---------- 本文部分 ----------

例えばS1E3の0:19頃、元妻が来る直前に臭いを消している場面では比較的背景画像がはっきり見えますが、これなんとマンハッタンでした 😆
ロックフェラーセンターあたりから南側を見ている景色です(遠方は別の画像を合成)。
元妻が寝てしまった時のショットの背景は、こういった感じ。
中央にエンパイア・ステート・ビルが見えるはずですが、ドラマではさすがに隠してあります。
また例えばS1E2の0:24頃の夜景は、上と同じようなアングルですが、エンパイア・ステート・ビルは隠し、代わりに少し右側に、スターリン様式っぽいライトアップされたビルの画像を合成しています。
右手前の横長の窓が並んだビルは、W. R. Grace BuildingW
元々旧ソ連におけるスターリン様式の建築はニューヨークの摩天楼に対抗するつもりだったようですが、まさかロシアのビル群という設定でマンハッタンの画像を使われるとは、スターリンもさぞ草葉の陰で悔しい思いをしていることと思います。 ま、ニチェボーということで。
特別捜査局
※15/11/14項目追加
ガラス張りの吹き抜けホールや、机が閑散とならんでいるオフィスなど、やたら透明度が高いモダンな建物。
調査中。
※15/11/15追記
俯瞰ショットでよく見ると«LIFE:)»や«Pt»(Platform Bank)といった標示がありましたので、それが手掛かりとなりました。
キエフ市内のこちら。

----------

# 実施事項
[1] ロケ地についての本文によると、S1E2の0:24頃の夜景では、エンパイア・ステート・ビルを隠す代わりにどのような画像が合成されていますか。
[2] ロケ地についての本文のうち、「元妻が寝てしまった時のショットの背景は、こういった感じ。」から「ら透明度が高いモダンな建物。」までの範囲を、両端を含めて一字一句違えずに書き写してください。
[3] ロケ地についての本文を、最後の文の後から書き継いでください。
エントリを参照する必要はありません。

---------- 提示エントリ ----------

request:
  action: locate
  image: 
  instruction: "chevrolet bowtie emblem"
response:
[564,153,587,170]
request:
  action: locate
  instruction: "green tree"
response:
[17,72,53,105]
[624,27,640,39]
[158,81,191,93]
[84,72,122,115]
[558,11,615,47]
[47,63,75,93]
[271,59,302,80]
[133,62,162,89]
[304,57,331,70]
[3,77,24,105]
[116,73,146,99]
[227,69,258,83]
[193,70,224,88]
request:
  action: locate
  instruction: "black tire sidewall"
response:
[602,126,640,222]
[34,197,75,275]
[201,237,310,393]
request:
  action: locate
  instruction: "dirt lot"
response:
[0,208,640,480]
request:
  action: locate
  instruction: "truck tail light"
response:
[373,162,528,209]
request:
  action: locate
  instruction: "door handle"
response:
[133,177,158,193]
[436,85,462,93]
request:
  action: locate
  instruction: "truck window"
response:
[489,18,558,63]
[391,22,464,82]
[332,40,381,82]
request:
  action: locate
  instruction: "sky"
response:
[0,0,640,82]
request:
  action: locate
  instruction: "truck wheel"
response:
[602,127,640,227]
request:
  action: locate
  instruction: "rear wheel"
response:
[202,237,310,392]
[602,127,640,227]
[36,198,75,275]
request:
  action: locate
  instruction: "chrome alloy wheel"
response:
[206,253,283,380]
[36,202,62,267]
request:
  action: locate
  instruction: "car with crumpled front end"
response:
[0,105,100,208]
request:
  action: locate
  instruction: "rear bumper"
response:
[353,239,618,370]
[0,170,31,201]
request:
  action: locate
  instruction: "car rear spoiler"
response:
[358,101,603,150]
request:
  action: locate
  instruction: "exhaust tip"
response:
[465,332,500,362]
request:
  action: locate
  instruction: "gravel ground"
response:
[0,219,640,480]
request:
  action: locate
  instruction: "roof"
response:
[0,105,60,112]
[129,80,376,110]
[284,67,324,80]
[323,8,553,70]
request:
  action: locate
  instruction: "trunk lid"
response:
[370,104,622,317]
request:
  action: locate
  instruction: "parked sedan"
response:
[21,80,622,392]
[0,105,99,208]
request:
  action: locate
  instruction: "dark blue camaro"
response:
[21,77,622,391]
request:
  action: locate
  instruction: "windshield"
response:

----------

# 作業別の回答
[1] 少し右側に、スターリン様式っぽいライトアップされたビルの画像が合成されています。

[2]
元妻が寝てしまった時のショットの背景は、こういった感じ。
中央にエンパイア・ステート・ビルが見えるはずですが、ドラマではさすがに隠してあります。
また例えばS1E2の0:24頃の夜景は、上と同じようなアングルですが、エンパイア・ステート・ビルは隠し、代わりに少し右側に、スターリン様式っぽいライトアップされたビルの画像を合成しています。
右手前の横長の窓が並んだビルは、W. R. Grace BuildingW
元々旧ソ連におけるスターリン様式の建築はニューヨークの摩天楼に対抗するつもりだったようですが、まさかロシアのビル群という設定でマンハッタンの画像を使われるとは、スターリンもさぞ草葉の陰で悔しい思いをしていることと思います。 ま、ニチェボーということで。
特別捜査局
※15/11/14項目追加
ガラス張りの吹き抜けホールや、机が閑散とならんでいるオフィスなど、やたら透明度が高いモダンな建物。

[3]
Horizon Park Business Center II
http://nhps.com.ua/en/hpbc2
局長の部屋
※15/11/14項目追加
書類が何も見当たらないがらんとした特別捜査局の局長さんの部屋。
眺めが良く、窓が湾曲し外枠も見えていて、まるで展望室のようなところです。
最初はセットかと思いましたが、景色がホンモノのように見えますし、S1E4の0:03頃、その外側も写ります。
どうやらどこかの高層ビルの屋上と思われますが、不明。調査中。
※15/11/15追記
前項目のビルと同じでした。
南側のビルの最上階です。
S1E1 空港
冒頭、CAさんたちがぶいぶい歩いて行く空港ビル。
調査中。
S1E1 タイトルバックの橋
上掲動画の最初。
キエフのこちら。
New Darnytskyi Bridge(Дарницкий железнодорожно-автомобильный мост)W
クルマは西に向っています。
S1E1 川縁の現場
0:29頃
背景はメトロ橋(Мост Метро, Міст Метро́)W
S1E2 狙撃手のいた屋上
大きな看板は«ГОТЕЛЕ КООПЕРАТОР»(英字なら”GOTELE KOOPERATOR”)で、ホテルでした。
http://www.hotelcooperator.com.ua/
キエフ市内のこちら。
看板はウクライナ語。
ウクライナでの放送時は、言葉やクレジットはどうしていたのでしょうね?
S1E4 美術館前のカフェ
※15/11/14項目追加
0:10頃。
美術館前という設定でしょうか、美しき女医さんと向かい合っていたオープンカフェ。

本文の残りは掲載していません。